Echo the items verbatim, starting with the first line and going on through the line with "pixel 596 197", including that line.

start

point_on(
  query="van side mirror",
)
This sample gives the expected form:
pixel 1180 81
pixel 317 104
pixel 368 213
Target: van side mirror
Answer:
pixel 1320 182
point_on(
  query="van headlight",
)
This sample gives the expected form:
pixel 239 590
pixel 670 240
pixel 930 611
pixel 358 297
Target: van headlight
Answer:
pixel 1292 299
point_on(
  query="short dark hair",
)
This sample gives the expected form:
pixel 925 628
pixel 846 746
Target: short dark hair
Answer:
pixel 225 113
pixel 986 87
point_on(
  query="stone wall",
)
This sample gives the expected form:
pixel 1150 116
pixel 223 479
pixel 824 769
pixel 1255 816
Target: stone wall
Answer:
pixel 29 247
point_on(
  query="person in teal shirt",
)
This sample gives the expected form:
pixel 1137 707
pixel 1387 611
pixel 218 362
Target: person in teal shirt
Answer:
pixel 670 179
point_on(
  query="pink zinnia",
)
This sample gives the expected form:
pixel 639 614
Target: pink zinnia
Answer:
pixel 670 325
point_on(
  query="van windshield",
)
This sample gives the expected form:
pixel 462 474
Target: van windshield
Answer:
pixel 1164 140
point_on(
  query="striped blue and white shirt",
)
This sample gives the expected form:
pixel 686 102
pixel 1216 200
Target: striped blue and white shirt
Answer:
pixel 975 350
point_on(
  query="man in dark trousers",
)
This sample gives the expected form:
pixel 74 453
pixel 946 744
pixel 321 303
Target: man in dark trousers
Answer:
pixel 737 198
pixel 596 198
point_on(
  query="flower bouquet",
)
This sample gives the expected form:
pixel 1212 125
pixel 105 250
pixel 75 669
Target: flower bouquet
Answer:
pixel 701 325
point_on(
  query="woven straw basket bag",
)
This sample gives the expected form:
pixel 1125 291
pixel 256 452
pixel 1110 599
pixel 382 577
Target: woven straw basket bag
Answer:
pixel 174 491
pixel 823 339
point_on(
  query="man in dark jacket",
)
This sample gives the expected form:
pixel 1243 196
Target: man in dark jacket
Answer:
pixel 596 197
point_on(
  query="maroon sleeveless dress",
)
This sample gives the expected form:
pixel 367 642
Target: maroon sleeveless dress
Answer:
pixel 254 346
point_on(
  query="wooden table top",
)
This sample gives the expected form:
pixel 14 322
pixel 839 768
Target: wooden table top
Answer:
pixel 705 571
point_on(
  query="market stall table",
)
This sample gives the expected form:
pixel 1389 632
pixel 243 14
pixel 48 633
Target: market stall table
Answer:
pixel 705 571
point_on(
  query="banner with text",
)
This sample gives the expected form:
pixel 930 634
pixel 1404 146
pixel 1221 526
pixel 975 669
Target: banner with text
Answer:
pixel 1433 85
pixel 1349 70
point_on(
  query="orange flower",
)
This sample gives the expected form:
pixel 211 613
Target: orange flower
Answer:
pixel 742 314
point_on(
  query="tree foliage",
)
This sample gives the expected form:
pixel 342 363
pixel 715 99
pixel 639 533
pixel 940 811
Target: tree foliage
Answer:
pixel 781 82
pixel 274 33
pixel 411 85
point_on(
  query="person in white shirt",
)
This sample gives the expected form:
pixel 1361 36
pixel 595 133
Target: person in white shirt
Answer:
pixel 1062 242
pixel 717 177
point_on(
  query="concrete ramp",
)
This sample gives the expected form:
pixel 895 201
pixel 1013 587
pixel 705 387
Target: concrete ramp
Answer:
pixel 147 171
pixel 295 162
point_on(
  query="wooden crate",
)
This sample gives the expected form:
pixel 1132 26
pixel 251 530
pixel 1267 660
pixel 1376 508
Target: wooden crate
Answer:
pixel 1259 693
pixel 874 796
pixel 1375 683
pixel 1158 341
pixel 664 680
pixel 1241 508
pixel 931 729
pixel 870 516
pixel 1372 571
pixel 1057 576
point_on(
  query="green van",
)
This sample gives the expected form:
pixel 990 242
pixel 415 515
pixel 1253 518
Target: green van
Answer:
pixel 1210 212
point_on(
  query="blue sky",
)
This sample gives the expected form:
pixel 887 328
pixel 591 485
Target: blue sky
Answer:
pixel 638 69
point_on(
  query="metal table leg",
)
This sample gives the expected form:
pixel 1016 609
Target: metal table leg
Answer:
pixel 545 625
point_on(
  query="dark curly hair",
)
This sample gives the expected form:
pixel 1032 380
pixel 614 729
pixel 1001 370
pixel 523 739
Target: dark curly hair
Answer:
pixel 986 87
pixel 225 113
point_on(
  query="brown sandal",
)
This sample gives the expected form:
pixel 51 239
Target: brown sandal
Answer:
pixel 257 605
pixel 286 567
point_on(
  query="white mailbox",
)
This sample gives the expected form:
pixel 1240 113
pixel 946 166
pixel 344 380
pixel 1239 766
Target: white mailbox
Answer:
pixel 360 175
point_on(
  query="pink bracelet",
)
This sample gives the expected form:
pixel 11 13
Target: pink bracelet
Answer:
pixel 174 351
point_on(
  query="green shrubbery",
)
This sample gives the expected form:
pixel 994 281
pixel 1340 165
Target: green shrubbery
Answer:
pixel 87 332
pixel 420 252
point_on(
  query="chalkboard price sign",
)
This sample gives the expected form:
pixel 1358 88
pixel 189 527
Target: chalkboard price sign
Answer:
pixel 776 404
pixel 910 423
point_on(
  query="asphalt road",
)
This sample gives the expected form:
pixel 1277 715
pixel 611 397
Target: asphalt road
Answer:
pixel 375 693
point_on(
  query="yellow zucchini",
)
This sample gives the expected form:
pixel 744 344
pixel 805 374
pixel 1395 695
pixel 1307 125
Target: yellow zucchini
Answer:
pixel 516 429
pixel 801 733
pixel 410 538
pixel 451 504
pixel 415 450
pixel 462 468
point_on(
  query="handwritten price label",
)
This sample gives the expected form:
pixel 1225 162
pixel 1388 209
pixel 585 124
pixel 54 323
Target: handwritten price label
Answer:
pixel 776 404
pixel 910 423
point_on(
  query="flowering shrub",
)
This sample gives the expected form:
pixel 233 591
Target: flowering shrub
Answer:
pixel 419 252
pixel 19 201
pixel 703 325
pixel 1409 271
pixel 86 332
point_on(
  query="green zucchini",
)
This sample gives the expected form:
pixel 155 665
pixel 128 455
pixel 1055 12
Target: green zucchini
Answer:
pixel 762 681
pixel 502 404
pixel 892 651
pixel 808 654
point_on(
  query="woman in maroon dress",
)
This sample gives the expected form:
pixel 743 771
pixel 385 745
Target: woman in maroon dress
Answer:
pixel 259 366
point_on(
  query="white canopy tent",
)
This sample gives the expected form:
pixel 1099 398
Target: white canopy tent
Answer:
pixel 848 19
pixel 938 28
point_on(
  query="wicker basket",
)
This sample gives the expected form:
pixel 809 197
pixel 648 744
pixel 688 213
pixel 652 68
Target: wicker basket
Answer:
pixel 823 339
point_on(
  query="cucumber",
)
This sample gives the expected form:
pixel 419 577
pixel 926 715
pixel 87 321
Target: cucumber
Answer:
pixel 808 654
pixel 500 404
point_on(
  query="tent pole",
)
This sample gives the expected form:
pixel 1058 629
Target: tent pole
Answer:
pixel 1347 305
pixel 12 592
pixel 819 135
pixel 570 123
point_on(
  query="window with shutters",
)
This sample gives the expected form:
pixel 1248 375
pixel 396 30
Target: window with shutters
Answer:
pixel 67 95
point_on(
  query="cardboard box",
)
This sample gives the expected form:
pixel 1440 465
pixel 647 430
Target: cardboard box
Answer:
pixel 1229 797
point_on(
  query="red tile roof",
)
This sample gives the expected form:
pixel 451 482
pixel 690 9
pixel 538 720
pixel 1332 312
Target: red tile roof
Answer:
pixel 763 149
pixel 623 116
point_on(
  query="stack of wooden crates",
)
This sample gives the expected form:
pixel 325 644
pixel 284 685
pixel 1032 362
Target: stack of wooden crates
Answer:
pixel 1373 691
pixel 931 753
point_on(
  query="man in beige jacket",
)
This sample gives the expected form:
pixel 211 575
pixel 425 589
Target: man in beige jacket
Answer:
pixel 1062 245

end

**Answer to the task:**
point_on(
  query="van side mirror",
)
This sample gives the expected form:
pixel 1180 81
pixel 317 104
pixel 368 213
Target: van side mirror
Answer:
pixel 1320 182
point_on(
  query="van headlight",
)
This sample gives the expected form:
pixel 239 590
pixel 670 240
pixel 930 611
pixel 358 297
Target: van headlight
Answer:
pixel 1292 299
point_on(
  query="short dark hair",
)
This sample gives the expected form:
pixel 925 628
pixel 846 746
Target: short dark hair
Answer:
pixel 225 113
pixel 986 87
point_on(
  query="stone wall",
)
This sample gives the expected form:
pixel 1150 116
pixel 223 479
pixel 824 769
pixel 1255 816
Target: stone wall
Answer:
pixel 29 247
point_on(
  query="person in teal shirt",
)
This sample gives the expected form:
pixel 1137 707
pixel 1387 611
pixel 218 362
Target: person in teal shirt
Answer:
pixel 670 179
point_on(
  query="pink zinnia",
)
This sample gives the expected form:
pixel 639 614
Target: pink zinnia
Answer:
pixel 670 325
point_on(
  query="van windshield",
)
This sample gives the expected form:
pixel 462 474
Target: van windshield
Answer:
pixel 1164 140
point_on(
  query="striped blue and white shirt",
)
This sample gives the expected form:
pixel 686 102
pixel 1216 200
Target: striped blue and white shirt
Answer:
pixel 975 350
point_on(
  query="man in dark trousers",
)
This sample gives the expected form:
pixel 74 453
pixel 946 744
pixel 321 303
Target: man in dark trousers
Answer:
pixel 737 198
pixel 596 198
point_on(
  query="flower bouquet",
)
This sample gives the expected form:
pixel 1212 125
pixel 105 250
pixel 75 669
Target: flower bouquet
Answer:
pixel 701 325
point_on(
  query="woven straw basket bag",
)
This sample gives the expected form:
pixel 1125 291
pixel 256 452
pixel 1110 599
pixel 382 577
Target: woven straw basket bag
Answer:
pixel 174 491
pixel 823 339
point_on(
  query="man in dark jacket",
)
This sample gives the expected form:
pixel 1243 196
Target: man in dark jacket
Answer:
pixel 596 197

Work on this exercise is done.